▶ [WHAT THE TASK REQUIRES] Rewrite every row below in full, including its request. Multiply each point coordinate in the answers by 2.25 and round to the nearest whole number, rounding halves up, and leave all numbers in the requests and their format samples as they are.

▶ [DATA TO USE]

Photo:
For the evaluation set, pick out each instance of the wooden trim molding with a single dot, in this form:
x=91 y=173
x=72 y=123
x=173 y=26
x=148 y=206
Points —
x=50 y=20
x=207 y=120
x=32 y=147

▶ [SOLUTION]
Photo:
For the evaluation set, pick out each instance of the wooden trim molding with a single dot, in this form:
x=91 y=173
x=72 y=123
x=173 y=26
x=148 y=206
Points —
x=113 y=45
x=466 y=270
x=72 y=331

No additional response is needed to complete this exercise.